▶ LEESTEKST:

Inmiddels is Sinterklaas een waar strijdtoneel geworden waarop ieder vooral zijn belangen lijkt te verdedigen: Nederlanders met een migratieachtergrond willen dat dit geen fout feest wordt waarin slavernij wordt geëtaleerd. Daar tegenover staan Nederlanders die zich juist door migratie-invloeden beroofd voelen van een stukje Nederlandse traditie, en bovendien hun Sinterklaasbundel niet willen herschrijven. Zelfs de LGBT-lobby greep de gelegenheid even aan om Piet te schilderen in een herinterpretatie van de regenboog. Onderwijl zouden mijn koters zich zelfs met een Zwarteklaas en Sinterpiet kunnen verzoenen, zolang ze maar cadeautjes krijgen.
Onze Lieve Heer
Gek genoeg bekroop mij dit jaar het gevoel van een gemiste kans: de kans om als christenen een nieuwe generatie iets van Gods karakter te laten zien, dwars door het taaie debat. Het wilde geraas rondom de goedheiligman laat op z’n minst zien, dat we ons überhaupt niet meer het bestaan van een ‘goede heer’ kunnen voorstellen. Natuurlijk speelt mee dat ons beeld van heer-en-knecht is gekleurd door het slavenbeleid van onze vaderlandse geschiedenis. En daar liggen nogal wat misstanden!

▶ OPDRACHT:
Beantwoord over de tekst over Sinterklaas deze vragen:
(a) Welke groep greep de gelegenheid aan om Piet te schilderen in een herinterpretatie van de regenboog?
(b) Met welke twee figuren zouden de kinderen zich kunnen verzoenen, zolang ze maar cadeautjes krijgen?
(c) Waardoor is ons beeld van heer-en-knecht gekleurd?
De gegevens hieronder staan los van de leestekst.

▶ GEGEVENS:
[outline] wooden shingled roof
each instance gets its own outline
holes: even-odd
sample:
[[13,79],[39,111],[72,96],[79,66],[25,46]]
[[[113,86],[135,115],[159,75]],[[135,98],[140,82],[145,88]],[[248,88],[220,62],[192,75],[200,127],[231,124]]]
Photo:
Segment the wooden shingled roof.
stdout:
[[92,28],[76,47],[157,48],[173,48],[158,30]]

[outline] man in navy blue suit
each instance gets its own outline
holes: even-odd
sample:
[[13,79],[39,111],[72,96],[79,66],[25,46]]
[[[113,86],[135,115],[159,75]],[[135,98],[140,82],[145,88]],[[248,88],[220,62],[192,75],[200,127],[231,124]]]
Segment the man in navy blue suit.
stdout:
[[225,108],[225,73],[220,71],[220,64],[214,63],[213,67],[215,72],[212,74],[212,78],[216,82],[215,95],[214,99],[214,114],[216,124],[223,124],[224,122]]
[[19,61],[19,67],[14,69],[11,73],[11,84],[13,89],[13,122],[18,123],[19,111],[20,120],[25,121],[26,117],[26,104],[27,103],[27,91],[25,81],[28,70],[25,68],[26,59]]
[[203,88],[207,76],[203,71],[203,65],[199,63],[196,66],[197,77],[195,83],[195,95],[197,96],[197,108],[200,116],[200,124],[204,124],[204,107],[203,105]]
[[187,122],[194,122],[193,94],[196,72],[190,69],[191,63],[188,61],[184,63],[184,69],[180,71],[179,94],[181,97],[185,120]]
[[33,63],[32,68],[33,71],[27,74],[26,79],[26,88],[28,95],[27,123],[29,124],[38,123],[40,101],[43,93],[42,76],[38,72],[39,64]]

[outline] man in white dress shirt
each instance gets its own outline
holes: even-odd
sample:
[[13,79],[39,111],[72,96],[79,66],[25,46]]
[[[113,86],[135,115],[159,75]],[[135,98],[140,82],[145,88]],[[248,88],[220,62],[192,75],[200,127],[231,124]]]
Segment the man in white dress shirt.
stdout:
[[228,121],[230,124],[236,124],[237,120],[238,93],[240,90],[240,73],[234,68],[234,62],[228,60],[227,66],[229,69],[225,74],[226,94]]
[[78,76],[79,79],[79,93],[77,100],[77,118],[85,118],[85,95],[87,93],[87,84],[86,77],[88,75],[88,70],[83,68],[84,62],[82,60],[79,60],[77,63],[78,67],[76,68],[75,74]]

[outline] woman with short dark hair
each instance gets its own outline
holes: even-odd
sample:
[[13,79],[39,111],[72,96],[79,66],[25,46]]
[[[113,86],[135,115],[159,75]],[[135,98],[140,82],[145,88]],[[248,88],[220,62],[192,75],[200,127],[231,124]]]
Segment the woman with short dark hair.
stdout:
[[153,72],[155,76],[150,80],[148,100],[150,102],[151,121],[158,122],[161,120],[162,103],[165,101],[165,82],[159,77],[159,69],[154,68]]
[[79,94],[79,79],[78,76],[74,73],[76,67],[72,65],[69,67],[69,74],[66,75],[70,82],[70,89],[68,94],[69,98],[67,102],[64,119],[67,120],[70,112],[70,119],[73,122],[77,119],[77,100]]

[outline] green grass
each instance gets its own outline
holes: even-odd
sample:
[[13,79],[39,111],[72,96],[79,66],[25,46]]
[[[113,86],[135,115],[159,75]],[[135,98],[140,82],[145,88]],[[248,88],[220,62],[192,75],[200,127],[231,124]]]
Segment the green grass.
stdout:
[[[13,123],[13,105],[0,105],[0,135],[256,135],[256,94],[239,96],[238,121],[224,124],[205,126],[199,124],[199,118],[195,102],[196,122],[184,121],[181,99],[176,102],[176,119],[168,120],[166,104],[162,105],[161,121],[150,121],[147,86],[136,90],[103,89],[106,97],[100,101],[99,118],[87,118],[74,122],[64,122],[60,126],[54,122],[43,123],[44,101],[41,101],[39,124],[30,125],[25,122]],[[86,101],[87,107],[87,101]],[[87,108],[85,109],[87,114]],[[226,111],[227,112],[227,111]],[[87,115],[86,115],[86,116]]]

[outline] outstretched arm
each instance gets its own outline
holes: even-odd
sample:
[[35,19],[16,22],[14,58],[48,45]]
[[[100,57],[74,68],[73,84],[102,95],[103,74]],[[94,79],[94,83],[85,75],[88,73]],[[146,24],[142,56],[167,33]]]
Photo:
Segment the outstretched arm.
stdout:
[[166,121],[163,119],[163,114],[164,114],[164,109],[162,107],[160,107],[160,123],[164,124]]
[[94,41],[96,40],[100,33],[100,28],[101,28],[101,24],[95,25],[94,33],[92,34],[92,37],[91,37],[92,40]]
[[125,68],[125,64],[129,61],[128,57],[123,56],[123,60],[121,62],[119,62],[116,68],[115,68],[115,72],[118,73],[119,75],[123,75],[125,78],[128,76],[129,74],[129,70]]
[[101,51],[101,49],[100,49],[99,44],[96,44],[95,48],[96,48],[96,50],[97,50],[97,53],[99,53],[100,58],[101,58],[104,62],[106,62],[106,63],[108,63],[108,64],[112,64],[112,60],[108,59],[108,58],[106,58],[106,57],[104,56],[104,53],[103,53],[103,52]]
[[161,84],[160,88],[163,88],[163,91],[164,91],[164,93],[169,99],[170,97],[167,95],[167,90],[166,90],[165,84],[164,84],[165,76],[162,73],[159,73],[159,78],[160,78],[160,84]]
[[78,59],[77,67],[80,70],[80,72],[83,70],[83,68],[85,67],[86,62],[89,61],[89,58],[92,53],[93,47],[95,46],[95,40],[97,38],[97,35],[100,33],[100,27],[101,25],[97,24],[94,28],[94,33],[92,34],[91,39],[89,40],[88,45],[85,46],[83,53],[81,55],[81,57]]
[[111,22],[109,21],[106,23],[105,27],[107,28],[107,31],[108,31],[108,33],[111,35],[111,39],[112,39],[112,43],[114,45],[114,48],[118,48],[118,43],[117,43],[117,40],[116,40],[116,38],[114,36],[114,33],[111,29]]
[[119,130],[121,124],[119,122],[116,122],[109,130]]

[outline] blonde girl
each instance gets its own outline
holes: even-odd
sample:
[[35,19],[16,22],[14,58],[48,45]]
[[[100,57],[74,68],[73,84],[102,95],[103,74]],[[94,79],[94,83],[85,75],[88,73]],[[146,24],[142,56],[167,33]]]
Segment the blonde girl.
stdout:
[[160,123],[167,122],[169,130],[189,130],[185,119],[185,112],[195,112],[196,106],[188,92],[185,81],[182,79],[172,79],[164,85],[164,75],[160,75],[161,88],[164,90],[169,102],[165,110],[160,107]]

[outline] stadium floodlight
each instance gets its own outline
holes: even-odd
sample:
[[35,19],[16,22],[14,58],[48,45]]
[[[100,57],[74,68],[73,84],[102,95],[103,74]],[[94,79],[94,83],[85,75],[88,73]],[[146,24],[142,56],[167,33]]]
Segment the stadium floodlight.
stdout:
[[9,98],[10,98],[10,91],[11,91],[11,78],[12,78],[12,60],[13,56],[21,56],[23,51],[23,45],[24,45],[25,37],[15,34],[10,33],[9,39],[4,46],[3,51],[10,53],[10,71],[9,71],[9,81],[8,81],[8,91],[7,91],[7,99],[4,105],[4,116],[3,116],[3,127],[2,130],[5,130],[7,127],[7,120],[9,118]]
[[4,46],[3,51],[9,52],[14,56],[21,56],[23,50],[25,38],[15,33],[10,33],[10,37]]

▶ ANTWOORD:
(a) De LGBT-lobby.
(b) Met een Zwarteklaas en Sinterpiet.
(c) Door het slavenbeleid van onze vaderlandse geschiedenis.